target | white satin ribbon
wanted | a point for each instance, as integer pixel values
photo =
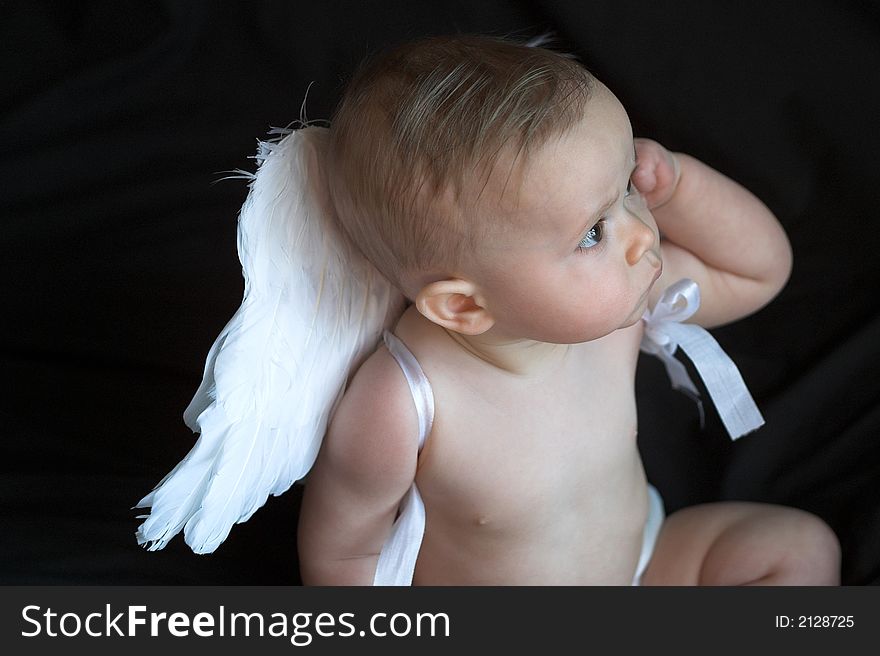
(665, 332)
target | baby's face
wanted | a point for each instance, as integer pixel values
(583, 251)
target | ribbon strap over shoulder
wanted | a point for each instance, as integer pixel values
(665, 332)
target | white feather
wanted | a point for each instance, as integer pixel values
(313, 309)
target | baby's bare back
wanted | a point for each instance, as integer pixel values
(530, 479)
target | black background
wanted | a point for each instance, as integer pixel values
(119, 266)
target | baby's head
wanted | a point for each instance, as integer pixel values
(472, 171)
(419, 132)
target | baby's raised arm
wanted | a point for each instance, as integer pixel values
(366, 465)
(715, 232)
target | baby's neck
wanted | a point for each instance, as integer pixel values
(520, 357)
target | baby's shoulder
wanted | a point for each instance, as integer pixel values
(375, 426)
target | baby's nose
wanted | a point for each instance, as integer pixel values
(641, 239)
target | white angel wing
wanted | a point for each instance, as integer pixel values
(313, 309)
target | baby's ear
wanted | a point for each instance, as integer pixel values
(456, 305)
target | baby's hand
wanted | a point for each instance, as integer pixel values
(657, 172)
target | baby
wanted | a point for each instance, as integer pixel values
(500, 188)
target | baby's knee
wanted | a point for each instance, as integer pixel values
(815, 552)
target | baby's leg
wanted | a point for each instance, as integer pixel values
(738, 543)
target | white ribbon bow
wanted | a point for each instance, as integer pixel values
(665, 332)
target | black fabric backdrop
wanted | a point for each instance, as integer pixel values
(119, 266)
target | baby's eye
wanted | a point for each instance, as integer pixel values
(593, 237)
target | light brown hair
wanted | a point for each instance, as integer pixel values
(427, 119)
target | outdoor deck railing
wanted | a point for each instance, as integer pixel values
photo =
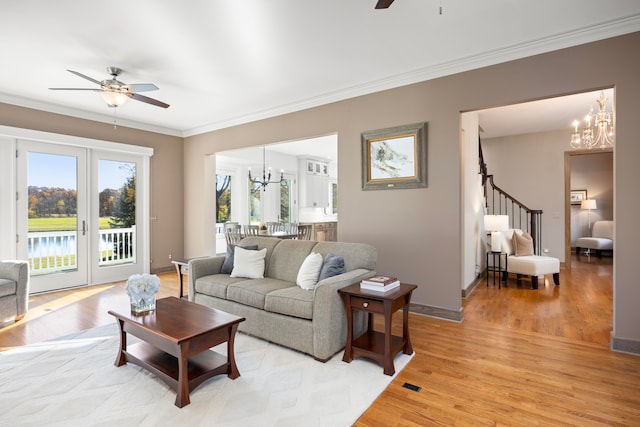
(53, 251)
■ ■ ■ ■ ■
What you need to do » This task calls for each line of the material that contains "shoulder".

Output below »
target | ribbon strap over shoulder
target | baby's shoulder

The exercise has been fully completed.